[Begin Given text]

Atoms and Molecuels
Science Class Ninth
Solution of NCERT Exercise
Question: (1) A 0.24 g sample of compound of oxygen and boron was found by analysis to contain 0.096 g of boron and 0.144 of oxygen. Calculate the percentage composition of the compound by weight.
Solution:
Given, Total mass of sample = 0.24 g
Mass of boron = 0.096 g and Mass of oxygen = 0.144 g
% composition of boron
∵ 0.24g of sample contains 0.096 g of boron
∴ 1 g of sample contains `(0.096)/(0.24)` of boron
∴ 100 g of sample contains `(0.096)/(0.24)xx100=40` of boron
% composition of oxygen
∵ 0.24g of sample contains 0.144 g of boron
∴ 1 g of sample contains `(0.144)/(0.24)` of boron
∴ 100 g of sample contains `(0.144)/(0.24)xx100=60` of boron
Thus, composition of boron = 40% and composition of oxygen = 60% Answer
Question: (2) When 3.0 g of carbon is burnt in 8.00 g oxygen, 11.00 g of carbon dioxide is produced. What mass of carbon dioxide will be formed 3.00 g of carbon is burnt in 50.00 g of oxygen? Which law of chemical combination will govern your answer?
Solution:
When 3.0 g of carbon is burnt in 8.00 g oxygen, 11.00 g of carbon dioxide is produced.
Thus, even when 3.00 g of carbon is burnt in 50.00 of oxygen, only 11.00 gm of carbon dioxide is produced. In this reaction only 8.00 g of oxygen will be used and rest will be left unused.
Law of Constant Proportion which says In a chemical substance the elements are always present in definite proportions by mass, governs this answer.
Question: (3) What are polyatomic ions? Give example.
Solution:
Ions made of different atoms are called polyatomic ions.
Example:
(a) SO4–2 ion (Sulphate ion) . Sulphate ion is made of two different atoms, i.e. sulphur and oxygen.
(b) CO3–2 ion (Carbonate ion) . Carbonate ion is made of two different atoms, i.e. carbon and oxygen.
Question: (4) Write the chemical formulae of the following.
(a) Magnesium chloride
(b) Calcium oxide
(c) Copper nitrate
(d) Aluminium chloride
(e) Calcium carbonate
Solution:
(a) Magnesium chloride
Symbol of Magnesium : Mg
Symbol of Chloride : Cl
Valency of Magnesium (Mg) : 2
Valency of Chloride (Cl): 1
Mg1Cl2
(e) For convenience "1" is not written as subscript of an element while writing the formula of a compound.
Thus, formula of the Magnesium chloride is MgCl2
(b) Calcium oxide
Symbol of Calcium : Ca
Symbol of Oxide : O
Valency of Calcium (Ca) : 2
Valency of Oxide (O): 2
Ca2O2
Here since both of the the valencies equal thus, both of the valencies are omitted from subscript.

[End Given text]
[Begin Data supplied]

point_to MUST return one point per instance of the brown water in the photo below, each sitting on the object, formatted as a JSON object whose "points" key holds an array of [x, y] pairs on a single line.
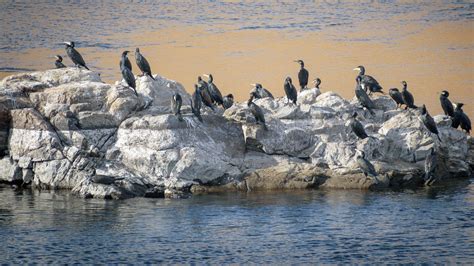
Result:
{"points": [[416, 42]]}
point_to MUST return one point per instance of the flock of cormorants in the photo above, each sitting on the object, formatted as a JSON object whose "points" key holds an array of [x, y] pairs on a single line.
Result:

[End Data supplied]

- Parts of the exercise
1. According to the atoms and molecules solutions, which law governs the answer about burning carbon in oxygen?
2. Reproduce word for word the part of the atoms and molecules solutions that begins at the words "Question: (3) What" and stops after the words "carbon and oxygen.".

- Task results
1. The Law of Constant Proportion

2.
Question: (3) What are polyatomic ions? Give example.
Solution:
Ions made of different atoms are called polyatomic ions.
Example:
(a) SO4–2 ion (Sulphate ion) . Sulphate ion is made of two different atoms, i.e. sulphur and oxygen.
(b) CO3–2 ion (Carbonate ion) . Carbonate ion is made of two different atoms, i.e. carbon and oxygen.